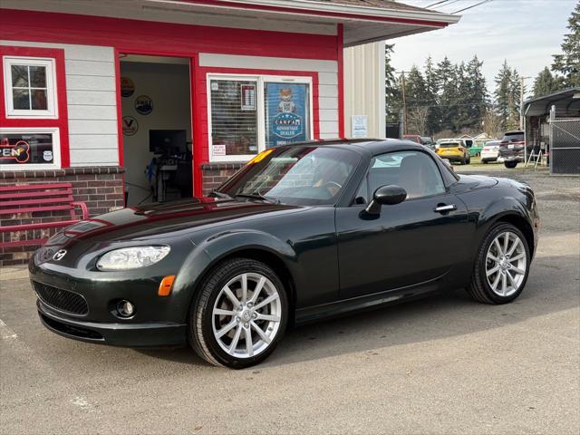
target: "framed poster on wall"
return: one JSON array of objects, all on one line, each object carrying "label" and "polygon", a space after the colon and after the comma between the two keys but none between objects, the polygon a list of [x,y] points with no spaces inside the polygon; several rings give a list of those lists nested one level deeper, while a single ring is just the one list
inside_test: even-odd
[{"label": "framed poster on wall", "polygon": [[310,84],[266,82],[266,148],[311,139]]}]

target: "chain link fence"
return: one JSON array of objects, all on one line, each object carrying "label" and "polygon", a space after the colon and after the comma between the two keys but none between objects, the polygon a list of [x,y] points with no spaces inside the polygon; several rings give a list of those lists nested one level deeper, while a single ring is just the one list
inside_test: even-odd
[{"label": "chain link fence", "polygon": [[550,172],[580,174],[580,118],[550,120]]}]

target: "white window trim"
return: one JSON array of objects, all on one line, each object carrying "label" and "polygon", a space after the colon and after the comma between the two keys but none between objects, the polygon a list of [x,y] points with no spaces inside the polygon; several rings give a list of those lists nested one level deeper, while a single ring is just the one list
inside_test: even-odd
[{"label": "white window trim", "polygon": [[[237,154],[233,156],[214,156],[213,154],[213,129],[211,123],[211,81],[212,80],[232,80],[240,82],[256,82],[256,121],[257,121],[257,152],[256,154]],[[210,162],[228,162],[228,161],[249,161],[256,154],[266,150],[266,109],[264,107],[264,83],[269,82],[286,82],[288,83],[304,83],[310,85],[310,91],[308,92],[310,99],[309,106],[309,124],[310,124],[310,137],[314,138],[314,105],[313,105],[313,94],[314,90],[313,89],[312,77],[303,76],[289,76],[289,75],[259,75],[259,74],[226,74],[208,72],[206,76],[207,82],[207,92],[208,92],[208,144],[209,147],[209,161]]]},{"label": "white window trim", "polygon": [[[53,58],[4,56],[4,89],[7,119],[58,119],[56,63]],[[46,68],[46,107],[44,110],[15,110],[12,94],[11,65],[44,66]]]},{"label": "white window trim", "polygon": [[3,165],[0,160],[0,171],[3,170],[43,170],[61,169],[61,134],[58,128],[54,127],[25,127],[25,128],[2,128],[0,133],[6,134],[35,134],[50,133],[53,135],[53,163],[21,163],[14,165]]}]

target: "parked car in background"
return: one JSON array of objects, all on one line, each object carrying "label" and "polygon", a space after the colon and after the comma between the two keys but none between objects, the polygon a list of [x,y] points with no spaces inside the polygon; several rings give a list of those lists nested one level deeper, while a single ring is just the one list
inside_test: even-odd
[{"label": "parked car in background", "polygon": [[523,130],[508,131],[499,142],[498,159],[504,162],[506,168],[516,168],[517,163],[524,161],[525,147]]},{"label": "parked car in background", "polygon": [[499,140],[489,140],[486,142],[481,149],[481,161],[489,163],[490,161],[498,161],[499,157]]},{"label": "parked car in background", "polygon": [[421,136],[420,140],[422,145],[425,145],[426,147],[429,147],[431,150],[435,148],[435,142],[433,142],[433,140],[429,136]]},{"label": "parked car in background", "polygon": [[459,139],[450,139],[446,141],[440,141],[435,152],[441,159],[447,159],[450,161],[459,161],[462,165],[469,165],[471,162],[469,151],[465,148]]},{"label": "parked car in background", "polygon": [[421,142],[421,140],[420,140],[420,136],[419,136],[418,134],[403,134],[402,135],[402,140],[412,140],[413,142],[420,143],[422,145],[422,142]]},{"label": "parked car in background", "polygon": [[412,140],[420,145],[425,145],[430,150],[435,150],[433,140],[429,136],[419,136],[418,134],[403,134],[403,140]]}]

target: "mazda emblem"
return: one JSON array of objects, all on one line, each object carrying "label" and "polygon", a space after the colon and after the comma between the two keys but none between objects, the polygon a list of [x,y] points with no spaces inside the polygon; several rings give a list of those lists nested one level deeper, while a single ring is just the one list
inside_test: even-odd
[{"label": "mazda emblem", "polygon": [[54,261],[60,261],[64,256],[66,256],[66,249],[61,249],[59,251],[56,251],[56,254],[53,256],[53,259]]}]

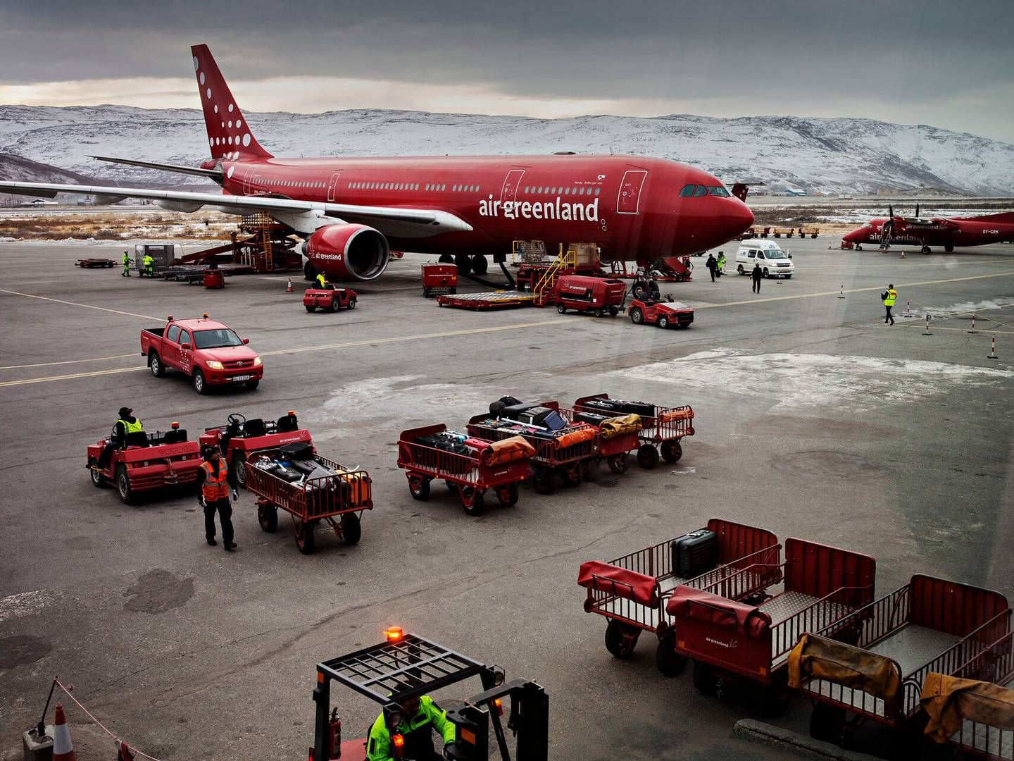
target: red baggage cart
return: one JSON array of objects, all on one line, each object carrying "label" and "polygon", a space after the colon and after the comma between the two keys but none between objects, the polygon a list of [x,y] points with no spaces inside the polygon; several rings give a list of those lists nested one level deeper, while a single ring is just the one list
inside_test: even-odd
[{"label": "red baggage cart", "polygon": [[895,730],[898,750],[918,743],[920,733],[904,725],[920,711],[926,676],[957,673],[1010,630],[1010,616],[1000,593],[917,574],[823,632],[805,634],[787,675],[813,701],[810,735],[842,742],[871,720]]},{"label": "red baggage cart", "polygon": [[[581,564],[578,584],[588,590],[584,610],[608,619],[605,648],[615,658],[627,658],[641,632],[650,631],[658,637],[655,665],[665,676],[676,676],[686,659],[674,650],[675,630],[665,612],[672,591],[679,584],[701,589],[754,564],[778,565],[782,545],[766,529],[713,517],[699,531],[715,534],[717,553],[716,565],[697,576],[682,576],[674,567],[672,545],[681,537],[607,563],[591,560]],[[759,592],[771,578],[758,577],[756,589],[744,587],[740,597]]]},{"label": "red baggage cart", "polygon": [[284,456],[278,449],[256,455],[247,463],[246,488],[258,495],[257,516],[269,534],[278,529],[278,508],[292,516],[296,546],[304,555],[316,549],[314,530],[325,521],[346,544],[357,544],[362,536],[360,515],[373,509],[372,482],[363,470],[313,455],[313,462],[330,471],[328,475],[291,482],[269,468]]},{"label": "red baggage cart", "polygon": [[[469,515],[483,514],[485,494],[496,492],[500,504],[514,505],[518,486],[528,477],[529,461],[534,454],[523,438],[502,441],[466,438],[469,454],[444,452],[419,443],[421,436],[443,433],[447,426],[440,423],[402,431],[397,441],[397,467],[405,470],[409,491],[416,499],[430,498],[430,482],[441,479],[456,492],[461,506]],[[511,441],[510,445],[502,445]]]},{"label": "red baggage cart", "polygon": [[[976,684],[955,684],[955,680]],[[930,718],[926,734],[933,741],[948,743],[964,757],[1014,758],[1014,631],[964,664],[953,677],[931,672],[923,683],[921,702]],[[943,718],[950,711],[960,721],[953,734]]]},{"label": "red baggage cart", "polygon": [[[801,635],[871,603],[875,576],[869,555],[787,539],[781,565],[754,563],[706,586],[673,591],[665,610],[676,627],[676,653],[694,659],[700,692],[724,692],[732,678],[746,677],[764,686],[764,708],[777,713],[786,699],[789,650]],[[744,600],[762,581],[781,589],[759,604]]]},{"label": "red baggage cart", "polygon": [[491,414],[476,415],[468,421],[468,435],[499,441],[521,436],[535,449],[531,473],[535,491],[553,492],[553,476],[559,474],[567,486],[581,483],[584,464],[595,459],[595,429],[585,423],[572,423],[561,431],[539,431],[514,420]]},{"label": "red baggage cart", "polygon": [[[579,412],[601,412],[588,406],[593,399],[608,399],[608,394],[593,394],[581,397],[574,403],[574,409]],[[694,410],[690,405],[681,407],[661,407],[655,405],[653,415],[641,415],[641,446],[637,452],[638,465],[642,468],[654,468],[658,465],[658,455],[661,452],[666,463],[678,462],[683,456],[680,439],[694,435]],[[658,446],[656,449],[655,447]]]},{"label": "red baggage cart", "polygon": [[[542,407],[556,410],[568,423],[574,422],[574,416],[580,414],[570,407],[561,407],[559,402],[541,402]],[[625,417],[617,415],[614,420]],[[585,421],[578,421],[585,422]],[[607,421],[604,421],[607,422]],[[582,477],[586,481],[593,481],[596,476],[596,468],[601,461],[605,461],[609,470],[613,473],[624,473],[627,471],[627,456],[638,447],[641,433],[641,423],[617,424],[612,427],[599,426],[593,423],[586,423],[595,429],[595,459],[587,460],[582,466]]]},{"label": "red baggage cart", "polygon": [[423,265],[423,296],[457,293],[457,265],[427,262]]}]

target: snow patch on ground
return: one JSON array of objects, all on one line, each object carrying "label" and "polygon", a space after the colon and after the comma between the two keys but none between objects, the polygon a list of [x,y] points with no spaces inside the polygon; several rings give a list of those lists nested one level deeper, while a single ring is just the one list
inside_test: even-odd
[{"label": "snow patch on ground", "polygon": [[1009,382],[1014,371],[946,362],[832,356],[746,354],[710,349],[678,359],[612,373],[620,378],[719,390],[759,400],[776,399],[773,410],[861,413],[884,404],[914,402],[957,388]]}]

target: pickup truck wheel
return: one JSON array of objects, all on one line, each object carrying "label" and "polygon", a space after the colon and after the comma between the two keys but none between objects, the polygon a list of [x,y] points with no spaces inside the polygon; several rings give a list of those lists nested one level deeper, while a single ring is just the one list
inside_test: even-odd
[{"label": "pickup truck wheel", "polygon": [[94,466],[95,459],[88,458],[88,473],[91,475],[91,485],[96,489],[101,489],[105,481],[102,479],[102,472],[97,470]]},{"label": "pickup truck wheel", "polygon": [[208,393],[208,382],[204,379],[204,373],[201,370],[194,370],[192,380],[194,382],[194,391],[198,394]]},{"label": "pickup truck wheel", "polygon": [[134,489],[130,484],[130,476],[127,475],[127,466],[124,465],[117,468],[117,493],[124,504],[134,504]]},{"label": "pickup truck wheel", "polygon": [[158,357],[157,352],[151,352],[148,355],[148,366],[151,368],[151,374],[155,377],[161,377],[165,374],[165,367],[162,366],[162,360]]},{"label": "pickup truck wheel", "polygon": [[236,478],[236,484],[240,489],[246,488],[246,458],[241,452],[232,456],[232,475]]}]

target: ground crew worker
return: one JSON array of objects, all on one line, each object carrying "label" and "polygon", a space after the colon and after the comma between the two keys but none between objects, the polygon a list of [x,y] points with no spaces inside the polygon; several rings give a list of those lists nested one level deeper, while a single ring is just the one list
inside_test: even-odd
[{"label": "ground crew worker", "polygon": [[887,321],[890,321],[891,325],[894,325],[894,317],[890,314],[890,307],[894,305],[894,301],[897,300],[897,291],[894,290],[894,283],[887,286],[887,290],[880,294],[880,297],[884,300],[884,308],[887,313],[884,315],[884,325],[887,325]]},{"label": "ground crew worker", "polygon": [[144,424],[134,417],[134,410],[130,407],[120,408],[120,417],[113,426],[113,435],[102,447],[102,454],[98,456],[96,467],[104,470],[113,458],[114,449],[122,449],[127,445],[127,434],[138,433],[144,430]]},{"label": "ground crew worker", "polygon": [[[402,749],[403,758],[413,761],[438,761],[441,758],[452,758],[454,752],[454,724],[447,720],[447,713],[433,702],[429,695],[408,698],[400,706],[402,717],[394,728],[394,733],[405,741]],[[432,732],[436,730],[443,737],[443,756],[433,750]],[[366,741],[367,761],[392,761],[394,750],[391,748],[390,731],[384,714],[377,716],[370,728],[370,737]]]},{"label": "ground crew worker", "polygon": [[201,487],[201,506],[204,507],[204,535],[212,547],[215,541],[215,511],[218,511],[218,522],[222,525],[222,546],[228,552],[236,549],[232,541],[232,504],[229,502],[229,487],[232,487],[232,498],[238,499],[236,478],[229,472],[225,461],[217,446],[204,447],[204,462],[197,473],[197,482]]}]

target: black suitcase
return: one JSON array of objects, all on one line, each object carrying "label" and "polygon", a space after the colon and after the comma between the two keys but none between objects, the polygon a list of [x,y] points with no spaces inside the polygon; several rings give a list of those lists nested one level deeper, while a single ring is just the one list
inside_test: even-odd
[{"label": "black suitcase", "polygon": [[702,529],[673,540],[669,546],[672,571],[680,578],[695,578],[718,565],[718,535]]}]

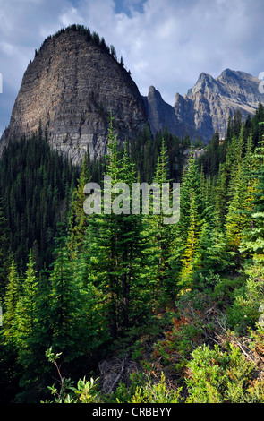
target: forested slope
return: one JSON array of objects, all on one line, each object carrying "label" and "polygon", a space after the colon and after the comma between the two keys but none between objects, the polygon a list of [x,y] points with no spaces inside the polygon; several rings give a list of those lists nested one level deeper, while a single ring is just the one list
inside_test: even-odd
[{"label": "forested slope", "polygon": [[[52,176],[45,164],[46,177],[61,174],[50,188],[53,199],[62,192],[64,203],[55,210],[44,201],[40,208],[53,217],[48,265],[41,241],[43,261],[36,262],[34,234],[21,270],[17,245],[9,239],[13,207],[1,181],[0,223],[9,228],[1,231],[0,250],[2,401],[264,401],[264,332],[258,323],[264,305],[263,121],[260,105],[245,123],[237,115],[222,143],[216,133],[198,160],[191,148],[188,162],[188,139],[166,132],[151,142],[145,132],[121,150],[110,122],[108,156],[93,164],[87,156],[78,181],[64,161]],[[43,133],[41,139],[45,145]],[[28,148],[34,150],[33,140]],[[8,153],[2,178],[11,155],[19,159],[19,152],[7,159]],[[19,162],[14,167],[23,168]],[[164,224],[163,214],[85,214],[84,185],[102,183],[104,175],[112,186],[180,181],[179,222]],[[13,185],[6,180],[6,189]],[[37,224],[34,215],[24,218],[25,227]],[[67,382],[61,389],[58,357],[60,373],[74,382],[75,392]],[[47,386],[55,376],[53,397]],[[89,376],[98,380],[89,382]]]}]

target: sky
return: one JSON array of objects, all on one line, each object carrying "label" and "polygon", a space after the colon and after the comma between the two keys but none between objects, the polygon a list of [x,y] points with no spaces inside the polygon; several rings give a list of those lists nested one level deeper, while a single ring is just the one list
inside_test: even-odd
[{"label": "sky", "polygon": [[202,72],[264,71],[263,0],[0,0],[0,135],[44,39],[72,23],[113,45],[141,95],[174,105]]}]

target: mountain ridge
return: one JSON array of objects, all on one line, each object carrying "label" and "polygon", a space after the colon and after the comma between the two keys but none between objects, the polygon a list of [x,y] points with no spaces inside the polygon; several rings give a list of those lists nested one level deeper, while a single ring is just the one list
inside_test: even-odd
[{"label": "mountain ridge", "polygon": [[151,113],[148,117],[152,132],[164,130],[170,116],[173,134],[188,134],[192,139],[200,137],[206,143],[217,131],[224,137],[229,116],[234,117],[240,111],[245,119],[255,113],[260,102],[264,103],[264,96],[259,91],[260,82],[258,78],[243,71],[227,68],[217,78],[202,72],[185,95],[176,93],[175,104],[169,106],[166,116],[164,112],[168,109],[168,104],[165,103],[160,110],[159,92],[157,91],[155,100],[149,92],[145,100],[148,107],[150,102]]},{"label": "mountain ridge", "polygon": [[120,142],[148,125],[144,101],[114,47],[83,27],[48,37],[24,73],[0,149],[39,122],[49,144],[79,164],[106,151],[110,114]]},{"label": "mountain ridge", "polygon": [[106,153],[111,114],[121,142],[149,125],[153,136],[166,128],[208,143],[217,131],[225,136],[229,116],[240,111],[245,119],[264,103],[260,82],[229,68],[216,78],[202,72],[185,95],[175,94],[171,106],[153,85],[147,97],[141,95],[114,47],[96,32],[72,25],[36,49],[2,135],[0,155],[9,142],[32,135],[41,122],[49,144],[74,164],[87,150],[97,159]]}]

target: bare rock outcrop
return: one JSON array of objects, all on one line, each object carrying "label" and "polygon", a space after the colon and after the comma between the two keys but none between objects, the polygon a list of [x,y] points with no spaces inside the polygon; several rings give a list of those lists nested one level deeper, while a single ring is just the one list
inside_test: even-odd
[{"label": "bare rock outcrop", "polygon": [[[97,41],[97,42],[95,42]],[[36,132],[41,121],[54,149],[80,163],[106,153],[110,112],[122,142],[148,124],[144,101],[113,47],[81,29],[48,37],[30,63],[0,142]]]},{"label": "bare rock outcrop", "polygon": [[150,87],[145,101],[152,133],[166,126],[174,134],[183,137],[187,133],[192,139],[200,137],[205,142],[217,130],[224,137],[229,116],[234,117],[240,111],[245,119],[255,113],[260,102],[264,104],[260,82],[249,73],[230,69],[217,78],[202,73],[186,95],[175,95],[174,107]]}]

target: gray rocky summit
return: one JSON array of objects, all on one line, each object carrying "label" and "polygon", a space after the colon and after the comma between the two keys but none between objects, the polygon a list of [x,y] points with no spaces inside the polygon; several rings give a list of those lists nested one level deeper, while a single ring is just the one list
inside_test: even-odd
[{"label": "gray rocky summit", "polygon": [[240,111],[243,118],[252,115],[264,94],[259,91],[260,80],[244,72],[226,69],[220,76],[200,74],[186,95],[175,95],[174,106],[166,104],[155,88],[150,87],[147,103],[152,132],[166,126],[174,134],[208,142],[217,130],[224,137],[229,116]]},{"label": "gray rocky summit", "polygon": [[114,47],[106,46],[76,28],[44,41],[24,73],[0,155],[9,142],[31,135],[41,122],[52,148],[74,164],[87,149],[91,159],[98,158],[106,151],[110,113],[120,142],[149,125],[153,135],[166,127],[179,137],[208,142],[217,130],[225,136],[229,116],[239,110],[246,118],[264,102],[258,78],[230,69],[217,78],[200,73],[186,95],[175,95],[174,106],[153,86],[143,97]]}]

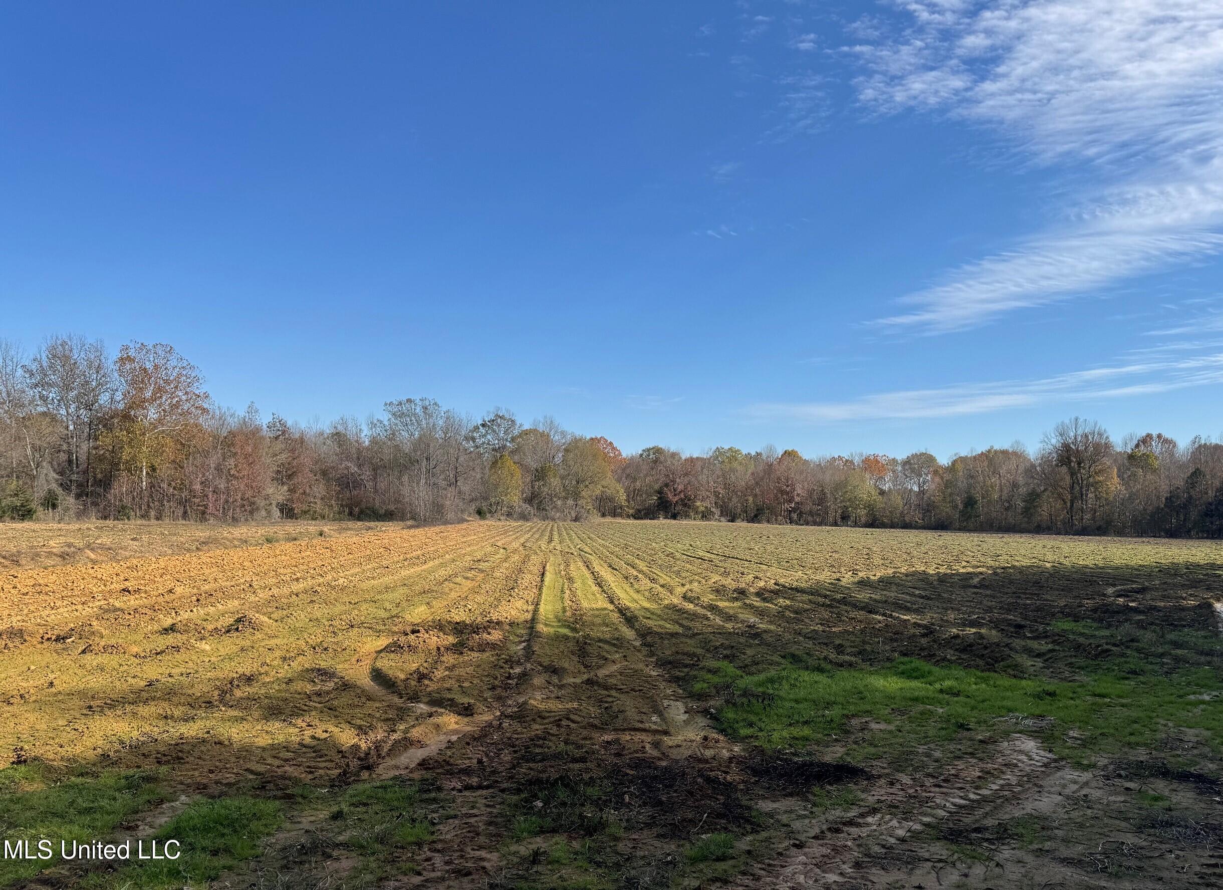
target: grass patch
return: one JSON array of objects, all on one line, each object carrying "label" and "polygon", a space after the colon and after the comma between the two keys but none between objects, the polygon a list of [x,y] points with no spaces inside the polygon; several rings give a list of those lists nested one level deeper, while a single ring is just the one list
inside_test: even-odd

## SET PROBLEM
Output the line holding "target: grass patch", then every later line through the end of the records above, exactly as given and nothing else.

## TASK ANSWER
target: grass patch
return: one JSON array of objects, all on one line, each object carrying "label" and "polygon", a space after the colon and after the comma between the two keys but none between objects, the polygon a list of [x,y] points with no spaces inside the polygon; several rings give a list of those lists nested one level deeper, while a single ring is just the one list
inside_test: even-odd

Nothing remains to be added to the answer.